■ **WHAT NEEDS TO BE DONE**
Write out the data below in full. Keep it exact.

####################

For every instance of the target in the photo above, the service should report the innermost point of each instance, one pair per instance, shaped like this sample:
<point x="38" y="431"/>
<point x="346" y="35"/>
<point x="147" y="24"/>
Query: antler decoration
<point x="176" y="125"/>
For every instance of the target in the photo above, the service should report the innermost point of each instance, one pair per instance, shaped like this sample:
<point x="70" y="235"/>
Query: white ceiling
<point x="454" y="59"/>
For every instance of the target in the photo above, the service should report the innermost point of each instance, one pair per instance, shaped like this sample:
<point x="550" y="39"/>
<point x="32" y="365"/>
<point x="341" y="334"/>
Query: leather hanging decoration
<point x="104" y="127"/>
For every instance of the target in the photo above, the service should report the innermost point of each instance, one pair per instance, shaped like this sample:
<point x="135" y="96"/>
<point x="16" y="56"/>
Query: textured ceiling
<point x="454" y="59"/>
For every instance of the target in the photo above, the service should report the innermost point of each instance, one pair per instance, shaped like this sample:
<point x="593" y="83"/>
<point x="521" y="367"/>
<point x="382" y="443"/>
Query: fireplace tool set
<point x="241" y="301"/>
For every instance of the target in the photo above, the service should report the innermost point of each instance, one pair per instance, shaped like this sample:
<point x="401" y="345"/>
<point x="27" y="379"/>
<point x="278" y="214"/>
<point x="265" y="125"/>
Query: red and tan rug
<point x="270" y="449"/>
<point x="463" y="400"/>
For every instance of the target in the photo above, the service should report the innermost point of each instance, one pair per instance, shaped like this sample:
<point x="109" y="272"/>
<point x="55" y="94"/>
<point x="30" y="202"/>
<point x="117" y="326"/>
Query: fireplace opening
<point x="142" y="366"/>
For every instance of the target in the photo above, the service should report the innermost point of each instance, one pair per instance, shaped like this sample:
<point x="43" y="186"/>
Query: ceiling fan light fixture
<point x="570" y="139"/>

####################

■ **EXPECTED OUTPUT**
For every instance of the target in the photo above, the service should report the innermost point of each instance, one pair per instance, shaped like this sample:
<point x="38" y="431"/>
<point x="346" y="35"/>
<point x="147" y="24"/>
Query: antler decoration
<point x="176" y="125"/>
For every instance of the target in the photo above, the service should report the innermost point of each instance, one pair per instance, shaped like this sample:
<point x="70" y="235"/>
Query: white ceiling
<point x="454" y="59"/>
For every instance of the target in the photo above, the service should report the innermost point of each instance, one pair per instance, shaped like this sample:
<point x="550" y="39"/>
<point x="32" y="365"/>
<point x="341" y="334"/>
Query: leather hanging decoration
<point x="104" y="127"/>
For every instance of the target in the photo above, the service should report the innermost point of each instance, one pair per instance, shaped like this sample:
<point x="135" y="96"/>
<point x="16" y="56"/>
Query: textured ceiling
<point x="454" y="59"/>
For every instance of the target in the photo above, the service should report the innermost point of each instance, one pair per instance, shaped like this sample:
<point x="593" y="83"/>
<point x="521" y="367"/>
<point x="382" y="443"/>
Query: fireplace tool set
<point x="241" y="301"/>
For every instance of the target in the photo above, the service should report the innermost point of each instance, one pair per instance, shaped like this sample:
<point x="401" y="345"/>
<point x="27" y="379"/>
<point x="278" y="214"/>
<point x="265" y="125"/>
Query: red and tan rug
<point x="270" y="449"/>
<point x="463" y="400"/>
For every instance of the target in the photo above, the service should report the innermost point of each instance, one pair per instance, shaped like this sample:
<point x="109" y="272"/>
<point x="55" y="94"/>
<point x="30" y="202"/>
<point x="117" y="326"/>
Query: fireplace opening
<point x="142" y="366"/>
For every instance of the target in the photo above, the service should report the innermost point of each instance, one pair per instance, shaped like this sample:
<point x="43" y="186"/>
Query: ceiling fan light fixture
<point x="570" y="139"/>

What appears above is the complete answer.